··· Text to read
But he is not the only one to suffer a drought this season. Raheem Sterling has passed 20 goals for a third consecutive season but went on his worst run in three years between the start of the year and the opening goal of Project Restart - a total of 12 matches without hitting the net.

Goals have not materialised from other usual areas. Of the forwards and attacking midfielders, Bernardo Silva has scored once in the Premier League since September, David Silva and Ilkay Gundogan have one league goal each since October while Leroy Sane played all-but 11 minutes because of injury before his transfer to Bayern Munich was confirmed.

Failure to score has been as problematic as the defensive issues and, with the FA Cup and Champions League still to play for, Guardiola knows he needs to find an answer in the next few weeks although he was flippant with his initial response on how to address the problem.

“The only solution when you create 26 chances and have 26 shots - you have to do 35. And if 35 is not enough to do 40. And if 40 is not enough you have to do 45,” he said.

“When we play teams in the way we play it, we create more and create more and create more and try to concede as less as possible.

“We have to review the goals we concede - we give them [away] and we have to try to avoid it. If you want to get to the final of the FA Cup and go through the Champions League, we must improve on this detail - to give the opponents a fight and [make them] do good things to score goals, not give them [away] or we will be not able to reach the next step.”

Scoring too few and conceding too many. The problem is simple but even for the greatest coach in world football, coming up with an answer is considerably harder.
······
··· Information provided
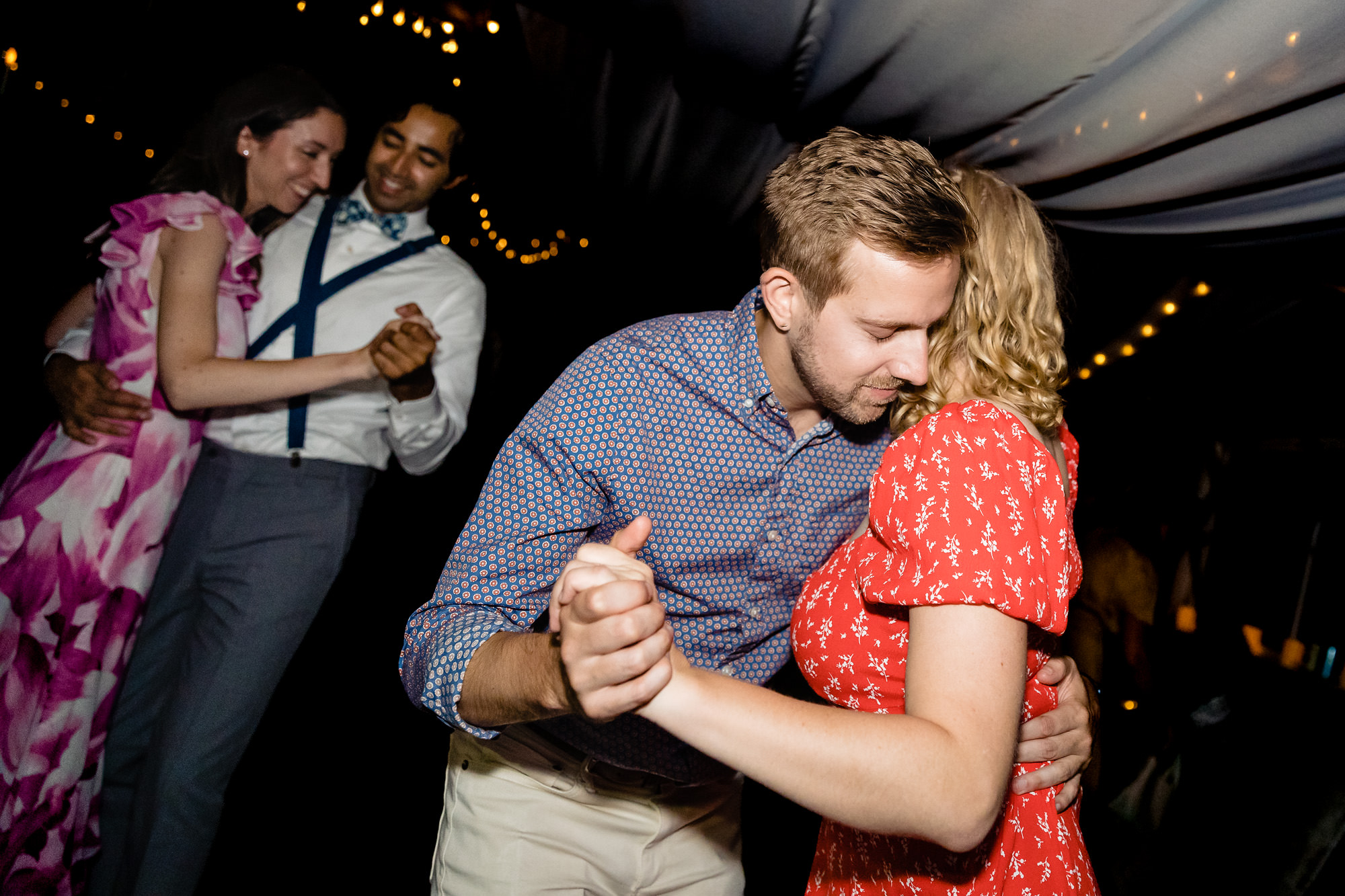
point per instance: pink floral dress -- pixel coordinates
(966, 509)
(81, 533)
······
··· Information provided
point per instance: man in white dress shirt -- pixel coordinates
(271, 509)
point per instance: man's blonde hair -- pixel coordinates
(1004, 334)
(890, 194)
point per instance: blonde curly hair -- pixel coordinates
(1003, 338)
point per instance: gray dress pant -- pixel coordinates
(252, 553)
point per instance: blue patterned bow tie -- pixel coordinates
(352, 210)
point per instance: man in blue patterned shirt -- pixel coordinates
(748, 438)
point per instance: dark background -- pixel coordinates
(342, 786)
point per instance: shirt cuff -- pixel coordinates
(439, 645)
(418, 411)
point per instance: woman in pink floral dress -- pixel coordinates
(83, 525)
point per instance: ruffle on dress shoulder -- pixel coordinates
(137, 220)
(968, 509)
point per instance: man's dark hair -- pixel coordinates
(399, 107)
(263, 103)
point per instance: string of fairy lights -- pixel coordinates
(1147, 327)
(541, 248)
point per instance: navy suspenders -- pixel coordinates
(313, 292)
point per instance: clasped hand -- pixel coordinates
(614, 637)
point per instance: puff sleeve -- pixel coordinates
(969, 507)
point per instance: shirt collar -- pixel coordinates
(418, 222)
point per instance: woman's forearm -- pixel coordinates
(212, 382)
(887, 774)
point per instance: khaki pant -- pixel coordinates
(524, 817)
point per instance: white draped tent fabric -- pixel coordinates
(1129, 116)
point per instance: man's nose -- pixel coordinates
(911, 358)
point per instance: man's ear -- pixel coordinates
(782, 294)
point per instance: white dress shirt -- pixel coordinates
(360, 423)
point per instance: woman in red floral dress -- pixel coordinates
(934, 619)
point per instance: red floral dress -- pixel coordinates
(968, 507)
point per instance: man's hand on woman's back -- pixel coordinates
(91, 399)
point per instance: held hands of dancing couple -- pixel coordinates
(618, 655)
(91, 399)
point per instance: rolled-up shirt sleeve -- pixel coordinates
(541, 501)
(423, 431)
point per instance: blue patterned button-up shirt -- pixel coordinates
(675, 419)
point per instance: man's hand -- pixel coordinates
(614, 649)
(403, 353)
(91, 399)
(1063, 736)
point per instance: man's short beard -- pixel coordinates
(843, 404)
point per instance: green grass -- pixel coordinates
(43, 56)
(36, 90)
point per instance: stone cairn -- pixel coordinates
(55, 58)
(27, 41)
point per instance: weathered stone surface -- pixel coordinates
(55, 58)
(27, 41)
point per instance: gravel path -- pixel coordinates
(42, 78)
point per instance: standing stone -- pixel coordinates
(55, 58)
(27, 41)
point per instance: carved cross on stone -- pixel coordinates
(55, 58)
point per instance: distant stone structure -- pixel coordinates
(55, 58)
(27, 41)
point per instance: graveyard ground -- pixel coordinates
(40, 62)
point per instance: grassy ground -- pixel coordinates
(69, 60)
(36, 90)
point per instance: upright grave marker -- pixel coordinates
······
- Problem description:
In the text about the scoring and defensive problems at the club, transcribe the passage starting with "Failure to score" and going on through "less as possible.". The material shown here was drawn from a different source than the text.

- Output of the exercise:
Failure to score has been as problematic as the defensive issues and, with the FA Cup and Champions League still to play for, Guardiola knows he needs to find an answer in the next few weeks although he was flippant with his initial response on how to address the problem.

“The only solution when you create 26 chances and have 26 shots - you have to do 35. And if 35 is not enough to do 40. And if 40 is not enough you have to do 45,” he said.

“When we play teams in the way we play it, we create more and create more and create more and try to concede as less as possible.